-- Your goal --
Reproduce without any change the lines of the records below, beginning at the line that contains "point_to(query) puts a dot on the bangs, one" and stopping after the line that contains "column 972, row 561".

Collection entries:
_ _ _ _

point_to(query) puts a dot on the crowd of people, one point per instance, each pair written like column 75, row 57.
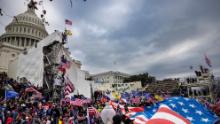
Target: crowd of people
column 28, row 109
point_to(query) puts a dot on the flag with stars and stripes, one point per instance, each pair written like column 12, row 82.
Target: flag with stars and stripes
column 189, row 108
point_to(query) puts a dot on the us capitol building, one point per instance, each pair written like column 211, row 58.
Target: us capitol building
column 25, row 31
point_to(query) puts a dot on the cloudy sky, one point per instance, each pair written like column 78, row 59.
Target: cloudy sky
column 162, row 37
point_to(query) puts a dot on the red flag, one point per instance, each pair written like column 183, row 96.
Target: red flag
column 165, row 115
column 208, row 61
column 69, row 87
column 68, row 22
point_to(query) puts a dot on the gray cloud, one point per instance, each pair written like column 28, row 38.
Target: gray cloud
column 160, row 37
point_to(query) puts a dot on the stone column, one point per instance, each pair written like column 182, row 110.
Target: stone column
column 25, row 42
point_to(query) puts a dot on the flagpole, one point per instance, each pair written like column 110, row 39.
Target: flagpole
column 5, row 99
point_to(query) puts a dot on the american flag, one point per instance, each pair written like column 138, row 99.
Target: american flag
column 69, row 87
column 208, row 61
column 93, row 111
column 131, row 110
column 77, row 102
column 165, row 115
column 68, row 22
column 190, row 109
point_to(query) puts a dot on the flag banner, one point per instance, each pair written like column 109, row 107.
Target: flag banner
column 68, row 22
column 77, row 102
column 69, row 87
column 208, row 61
column 93, row 112
column 10, row 94
column 65, row 63
column 68, row 32
column 190, row 109
column 165, row 115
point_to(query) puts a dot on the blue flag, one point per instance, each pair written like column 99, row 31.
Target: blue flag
column 10, row 94
column 191, row 109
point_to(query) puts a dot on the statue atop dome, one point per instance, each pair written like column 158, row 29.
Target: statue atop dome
column 32, row 5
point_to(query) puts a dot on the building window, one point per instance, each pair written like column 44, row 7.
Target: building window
column 32, row 42
column 13, row 55
column 27, row 42
column 28, row 30
column 22, row 41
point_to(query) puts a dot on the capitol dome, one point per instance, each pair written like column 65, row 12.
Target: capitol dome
column 25, row 30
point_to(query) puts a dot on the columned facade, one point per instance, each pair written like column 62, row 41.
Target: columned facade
column 24, row 32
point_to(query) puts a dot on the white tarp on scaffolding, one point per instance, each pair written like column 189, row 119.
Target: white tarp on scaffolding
column 77, row 77
column 31, row 65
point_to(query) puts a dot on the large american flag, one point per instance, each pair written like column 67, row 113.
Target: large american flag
column 190, row 109
column 165, row 115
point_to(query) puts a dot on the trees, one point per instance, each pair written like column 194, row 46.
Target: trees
column 145, row 78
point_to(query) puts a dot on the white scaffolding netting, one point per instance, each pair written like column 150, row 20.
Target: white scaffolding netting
column 31, row 65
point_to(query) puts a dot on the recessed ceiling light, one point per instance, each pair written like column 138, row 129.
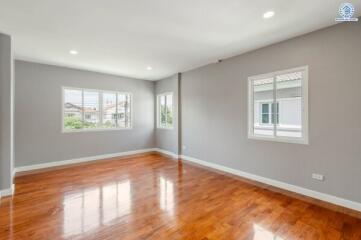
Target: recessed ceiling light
column 73, row 52
column 268, row 14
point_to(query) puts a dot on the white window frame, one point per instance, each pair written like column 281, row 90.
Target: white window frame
column 63, row 130
column 304, row 107
column 158, row 109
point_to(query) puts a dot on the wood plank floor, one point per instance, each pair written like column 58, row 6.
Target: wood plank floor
column 153, row 197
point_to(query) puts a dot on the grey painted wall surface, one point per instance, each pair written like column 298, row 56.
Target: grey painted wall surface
column 38, row 115
column 214, row 112
column 167, row 139
column 6, row 112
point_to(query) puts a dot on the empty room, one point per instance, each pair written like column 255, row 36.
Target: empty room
column 180, row 120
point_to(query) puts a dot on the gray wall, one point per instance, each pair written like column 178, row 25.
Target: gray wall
column 38, row 114
column 167, row 139
column 6, row 112
column 214, row 112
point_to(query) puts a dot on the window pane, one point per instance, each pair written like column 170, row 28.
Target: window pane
column 73, row 109
column 169, row 110
column 289, row 97
column 275, row 113
column 265, row 108
column 262, row 92
column 265, row 118
column 91, row 109
column 109, row 110
column 124, row 110
column 163, row 111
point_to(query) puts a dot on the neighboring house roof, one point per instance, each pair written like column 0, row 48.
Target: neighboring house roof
column 92, row 109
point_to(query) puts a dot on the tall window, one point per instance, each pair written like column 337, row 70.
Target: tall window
column 94, row 109
column 165, row 110
column 278, row 106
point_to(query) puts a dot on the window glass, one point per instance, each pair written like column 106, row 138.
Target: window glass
column 109, row 110
column 73, row 109
column 91, row 109
column 278, row 106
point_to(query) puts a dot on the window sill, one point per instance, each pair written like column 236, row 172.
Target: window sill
column 302, row 141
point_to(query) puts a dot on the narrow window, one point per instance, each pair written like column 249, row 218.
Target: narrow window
column 86, row 109
column 165, row 110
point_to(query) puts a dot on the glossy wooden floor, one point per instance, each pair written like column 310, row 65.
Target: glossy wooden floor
column 153, row 197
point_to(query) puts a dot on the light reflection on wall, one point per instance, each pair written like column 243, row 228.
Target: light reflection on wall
column 262, row 234
column 166, row 197
column 90, row 208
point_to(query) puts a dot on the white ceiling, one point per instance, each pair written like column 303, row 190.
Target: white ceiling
column 123, row 37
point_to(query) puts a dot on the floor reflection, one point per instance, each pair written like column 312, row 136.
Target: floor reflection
column 90, row 208
column 262, row 234
column 166, row 197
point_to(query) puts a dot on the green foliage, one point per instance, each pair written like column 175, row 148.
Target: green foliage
column 72, row 122
column 166, row 116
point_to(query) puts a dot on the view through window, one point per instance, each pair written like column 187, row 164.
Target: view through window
column 95, row 109
column 277, row 105
column 165, row 110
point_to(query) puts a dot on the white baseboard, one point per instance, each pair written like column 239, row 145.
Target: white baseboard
column 171, row 154
column 81, row 160
column 304, row 191
column 7, row 192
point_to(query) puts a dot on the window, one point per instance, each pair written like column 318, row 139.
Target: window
column 86, row 109
column 278, row 106
column 269, row 113
column 165, row 110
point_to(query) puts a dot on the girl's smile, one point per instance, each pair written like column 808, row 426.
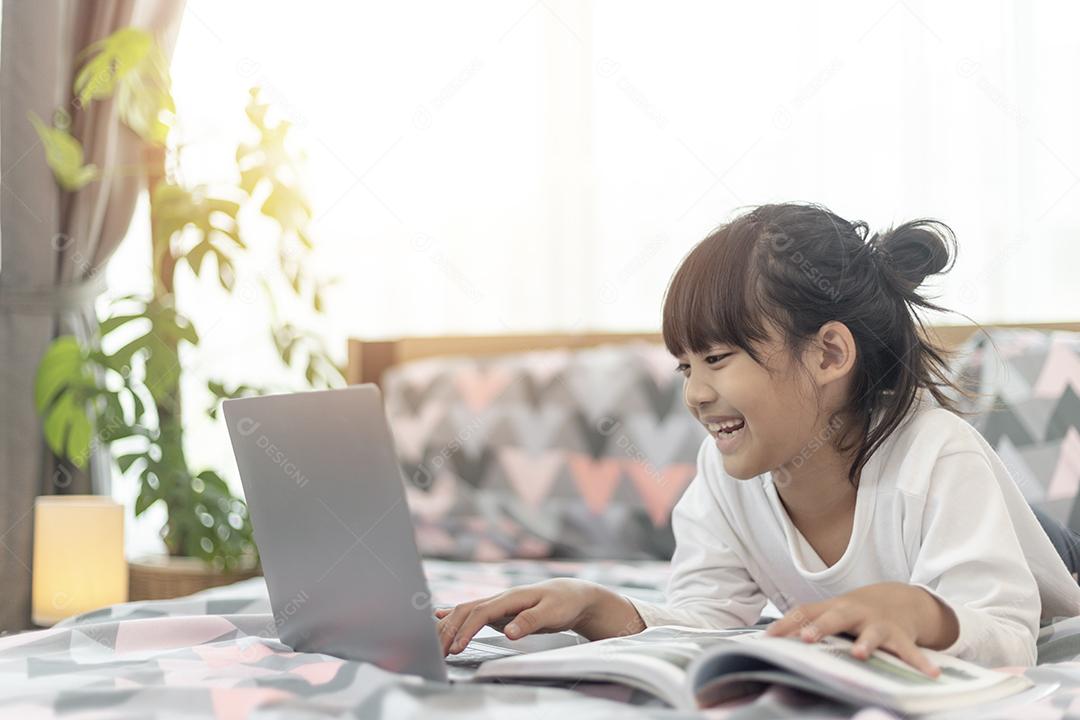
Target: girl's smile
column 727, row 430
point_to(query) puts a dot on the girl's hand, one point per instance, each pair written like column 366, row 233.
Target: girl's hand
column 549, row 607
column 894, row 616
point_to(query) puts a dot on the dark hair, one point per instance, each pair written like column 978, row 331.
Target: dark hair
column 799, row 266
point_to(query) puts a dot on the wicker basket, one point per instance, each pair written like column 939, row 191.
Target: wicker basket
column 162, row 576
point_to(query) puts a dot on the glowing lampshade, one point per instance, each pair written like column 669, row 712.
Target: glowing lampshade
column 78, row 556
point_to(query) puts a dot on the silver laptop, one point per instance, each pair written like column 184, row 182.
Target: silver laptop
column 327, row 504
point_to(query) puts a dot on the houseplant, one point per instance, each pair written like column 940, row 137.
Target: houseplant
column 127, row 397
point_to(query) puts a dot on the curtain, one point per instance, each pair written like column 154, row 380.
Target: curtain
column 53, row 245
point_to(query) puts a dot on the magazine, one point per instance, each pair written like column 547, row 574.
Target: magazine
column 691, row 668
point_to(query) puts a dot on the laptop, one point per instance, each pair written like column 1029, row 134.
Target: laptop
column 326, row 498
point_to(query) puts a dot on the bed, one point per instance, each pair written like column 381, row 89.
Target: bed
column 216, row 653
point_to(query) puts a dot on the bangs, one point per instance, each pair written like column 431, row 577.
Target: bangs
column 713, row 296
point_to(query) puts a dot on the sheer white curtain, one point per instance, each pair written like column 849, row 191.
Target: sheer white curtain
column 494, row 166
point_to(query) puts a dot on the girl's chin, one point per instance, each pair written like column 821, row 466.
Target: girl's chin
column 738, row 470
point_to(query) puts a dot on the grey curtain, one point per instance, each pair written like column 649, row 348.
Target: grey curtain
column 53, row 244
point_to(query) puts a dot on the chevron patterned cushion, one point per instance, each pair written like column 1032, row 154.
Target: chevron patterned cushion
column 1028, row 409
column 555, row 453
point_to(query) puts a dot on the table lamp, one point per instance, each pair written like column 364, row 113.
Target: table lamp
column 78, row 556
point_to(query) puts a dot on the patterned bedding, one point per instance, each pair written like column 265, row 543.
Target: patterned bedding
column 216, row 655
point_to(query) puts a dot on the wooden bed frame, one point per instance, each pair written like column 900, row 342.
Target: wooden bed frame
column 369, row 358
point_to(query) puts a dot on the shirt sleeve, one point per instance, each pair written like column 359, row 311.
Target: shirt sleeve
column 971, row 559
column 709, row 585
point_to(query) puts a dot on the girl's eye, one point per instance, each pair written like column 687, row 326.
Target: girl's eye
column 683, row 367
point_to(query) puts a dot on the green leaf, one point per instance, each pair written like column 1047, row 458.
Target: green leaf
column 63, row 360
column 68, row 429
column 125, row 461
column 65, row 157
column 196, row 255
column 130, row 65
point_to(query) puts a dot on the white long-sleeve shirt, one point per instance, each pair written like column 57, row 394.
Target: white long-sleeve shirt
column 935, row 507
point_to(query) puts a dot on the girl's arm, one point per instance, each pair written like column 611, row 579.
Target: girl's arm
column 971, row 593
column 972, row 561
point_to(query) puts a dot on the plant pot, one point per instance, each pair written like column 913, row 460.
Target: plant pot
column 164, row 576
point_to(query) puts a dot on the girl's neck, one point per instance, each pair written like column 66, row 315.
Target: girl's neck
column 814, row 486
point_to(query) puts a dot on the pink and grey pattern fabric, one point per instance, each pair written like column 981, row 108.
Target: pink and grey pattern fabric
column 1028, row 409
column 556, row 453
column 216, row 655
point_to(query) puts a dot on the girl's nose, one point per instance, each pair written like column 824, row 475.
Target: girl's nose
column 697, row 393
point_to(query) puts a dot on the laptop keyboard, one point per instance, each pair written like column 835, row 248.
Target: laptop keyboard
column 476, row 653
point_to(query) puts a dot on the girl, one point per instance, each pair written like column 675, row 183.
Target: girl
column 831, row 485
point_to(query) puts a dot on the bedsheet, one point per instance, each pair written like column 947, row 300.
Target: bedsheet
column 215, row 654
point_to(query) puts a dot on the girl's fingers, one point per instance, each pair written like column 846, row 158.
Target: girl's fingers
column 495, row 609
column 449, row 624
column 908, row 652
column 526, row 622
column 868, row 640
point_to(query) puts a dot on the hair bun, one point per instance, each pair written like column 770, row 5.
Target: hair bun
column 915, row 250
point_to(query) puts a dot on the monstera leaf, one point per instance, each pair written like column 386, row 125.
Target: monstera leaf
column 130, row 66
column 65, row 155
column 63, row 391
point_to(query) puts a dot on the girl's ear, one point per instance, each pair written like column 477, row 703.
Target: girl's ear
column 833, row 353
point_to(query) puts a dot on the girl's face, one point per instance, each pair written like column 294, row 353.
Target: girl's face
column 760, row 416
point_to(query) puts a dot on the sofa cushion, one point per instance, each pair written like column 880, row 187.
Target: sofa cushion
column 551, row 453
column 1027, row 408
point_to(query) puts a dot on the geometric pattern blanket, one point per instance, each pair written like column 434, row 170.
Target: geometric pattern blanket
column 216, row 654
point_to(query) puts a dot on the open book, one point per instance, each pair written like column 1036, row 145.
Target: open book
column 692, row 668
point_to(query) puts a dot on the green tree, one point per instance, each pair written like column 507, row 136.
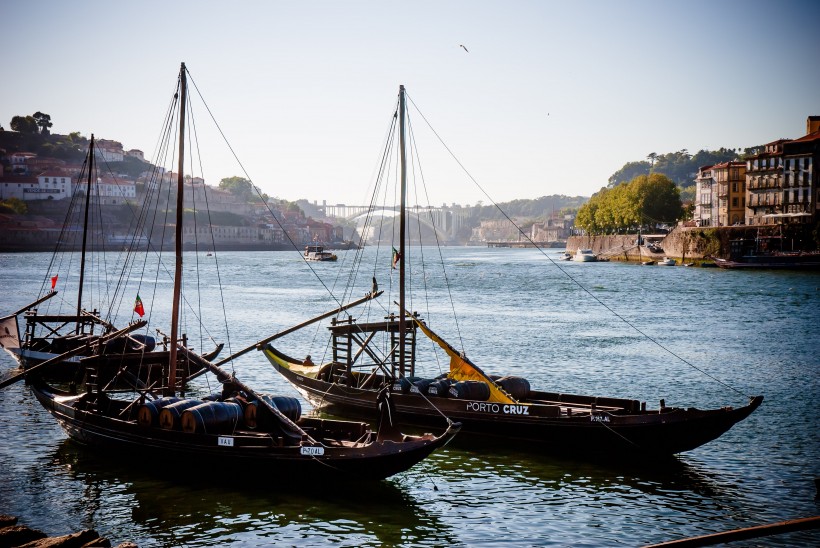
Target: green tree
column 43, row 122
column 646, row 199
column 24, row 124
column 629, row 172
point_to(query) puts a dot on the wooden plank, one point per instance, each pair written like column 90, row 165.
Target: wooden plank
column 802, row 524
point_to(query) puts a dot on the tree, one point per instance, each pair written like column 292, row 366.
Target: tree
column 24, row 124
column 43, row 122
column 646, row 199
column 629, row 172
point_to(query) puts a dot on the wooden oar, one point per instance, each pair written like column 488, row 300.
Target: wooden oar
column 258, row 345
column 79, row 350
column 225, row 377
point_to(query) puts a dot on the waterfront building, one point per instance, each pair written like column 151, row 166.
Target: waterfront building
column 705, row 199
column 16, row 186
column 764, row 181
column 51, row 185
column 730, row 178
column 801, row 191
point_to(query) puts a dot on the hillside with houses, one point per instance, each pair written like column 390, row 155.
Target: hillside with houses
column 41, row 173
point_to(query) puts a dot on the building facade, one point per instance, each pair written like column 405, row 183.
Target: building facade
column 705, row 198
column 730, row 178
column 764, row 181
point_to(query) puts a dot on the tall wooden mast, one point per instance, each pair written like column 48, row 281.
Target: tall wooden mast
column 172, row 365
column 402, row 222
column 85, row 235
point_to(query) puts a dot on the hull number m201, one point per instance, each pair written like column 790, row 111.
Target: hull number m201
column 506, row 409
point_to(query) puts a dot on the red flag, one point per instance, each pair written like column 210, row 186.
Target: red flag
column 396, row 257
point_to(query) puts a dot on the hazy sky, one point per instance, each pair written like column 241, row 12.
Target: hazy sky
column 552, row 98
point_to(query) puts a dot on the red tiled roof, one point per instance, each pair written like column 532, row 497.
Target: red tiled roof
column 807, row 138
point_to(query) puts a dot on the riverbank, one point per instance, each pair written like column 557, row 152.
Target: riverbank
column 684, row 244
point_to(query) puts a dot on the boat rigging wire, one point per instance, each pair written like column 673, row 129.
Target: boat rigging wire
column 563, row 271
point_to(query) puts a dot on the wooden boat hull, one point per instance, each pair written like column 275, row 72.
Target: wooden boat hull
column 559, row 423
column 807, row 261
column 257, row 456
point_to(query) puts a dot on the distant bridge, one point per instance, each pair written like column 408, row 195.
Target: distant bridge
column 447, row 221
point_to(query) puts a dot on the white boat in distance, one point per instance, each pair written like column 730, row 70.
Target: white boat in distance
column 584, row 256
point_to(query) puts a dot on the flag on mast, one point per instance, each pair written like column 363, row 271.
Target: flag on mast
column 396, row 257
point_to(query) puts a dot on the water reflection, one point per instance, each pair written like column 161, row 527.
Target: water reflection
column 192, row 512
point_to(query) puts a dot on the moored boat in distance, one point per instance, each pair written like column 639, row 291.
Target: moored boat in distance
column 584, row 256
column 315, row 252
column 240, row 433
column 371, row 355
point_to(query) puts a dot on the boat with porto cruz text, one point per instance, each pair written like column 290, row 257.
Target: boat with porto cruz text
column 369, row 355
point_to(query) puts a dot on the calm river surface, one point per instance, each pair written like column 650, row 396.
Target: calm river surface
column 518, row 313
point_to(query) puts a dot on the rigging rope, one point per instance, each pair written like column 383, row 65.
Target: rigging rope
column 563, row 271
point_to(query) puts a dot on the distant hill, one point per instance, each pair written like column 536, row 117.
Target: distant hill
column 680, row 166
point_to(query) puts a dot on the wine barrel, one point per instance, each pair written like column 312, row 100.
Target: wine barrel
column 211, row 417
column 517, row 387
column 148, row 413
column 421, row 386
column 169, row 416
column 439, row 388
column 258, row 416
column 470, row 390
column 403, row 384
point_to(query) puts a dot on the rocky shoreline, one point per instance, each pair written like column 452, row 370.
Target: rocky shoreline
column 12, row 534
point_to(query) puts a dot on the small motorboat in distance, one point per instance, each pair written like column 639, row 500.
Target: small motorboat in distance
column 584, row 256
column 316, row 252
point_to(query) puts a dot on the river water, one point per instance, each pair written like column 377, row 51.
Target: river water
column 693, row 336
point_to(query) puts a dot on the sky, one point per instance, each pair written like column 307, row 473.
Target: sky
column 549, row 97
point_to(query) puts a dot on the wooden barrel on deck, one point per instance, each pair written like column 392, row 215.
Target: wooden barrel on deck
column 148, row 413
column 439, row 388
column 517, row 387
column 470, row 390
column 170, row 415
column 211, row 417
column 258, row 416
column 420, row 386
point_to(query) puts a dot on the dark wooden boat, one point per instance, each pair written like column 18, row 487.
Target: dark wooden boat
column 253, row 436
column 506, row 408
column 56, row 343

_ _ _ _

-- Task response --
point_to(query) puts a dot on the bangs, one point per instance, each pair written like column 431, row 577.
Target: bangs
column 713, row 296
point_to(query) puts a dot on the sheer white curtain, one point per instance, each pair written like column 849, row 191.
Target: sheer white curtain
column 494, row 166
point_to(query) puts a dot on the girl's chin, one point per instance, each pair written like column 821, row 466.
Target: girl's chin
column 738, row 470
point_to(query) puts a dot on the grey curtain, one point per instance, each pair written like column 649, row 348.
Target: grey curtain
column 53, row 244
point_to(query) puts a dot on the chevron patterned cushion, one point per instance, each pair written like column 1032, row 154.
Target: chevron patterned cushion
column 1028, row 409
column 555, row 453
point_to(query) puts a dot on the table lamp, one point per instance, each pair written like column 364, row 113.
Target: table lamp
column 78, row 556
point_to(query) puts a dot on the patterned bedding, one point per instance, each pair written like column 265, row 543.
Target: patterned bedding
column 216, row 655
point_to(query) puts a dot on the wooden bed frame, one point per instance, each pair written like column 900, row 342.
Target: wooden bed frame
column 369, row 358
point_to(query) puts a dot on the shirt sleeve, one point per instance, each pair written like column 359, row 311.
Target: shirt sleeve
column 971, row 559
column 709, row 585
point_to(query) puts a dot on the girl's eye, one point per instance, each pair written like column 687, row 326.
Target: girl's eye
column 683, row 367
point_to(query) puts a dot on the green leaf, one point per instance, each pair written like column 1047, row 458.
Target: green leaf
column 63, row 360
column 68, row 429
column 125, row 461
column 65, row 157
column 196, row 255
column 130, row 65
point_to(query) puts a dot on the white long-sleeve shirt, one point per instance, each pair written like column 57, row 394.
Target: white long-sleeve shirt
column 935, row 507
point_to(query) puts a dot on the girl's arm, one point per instance, each pair written like column 611, row 579.
Target: girl's arm
column 971, row 593
column 972, row 561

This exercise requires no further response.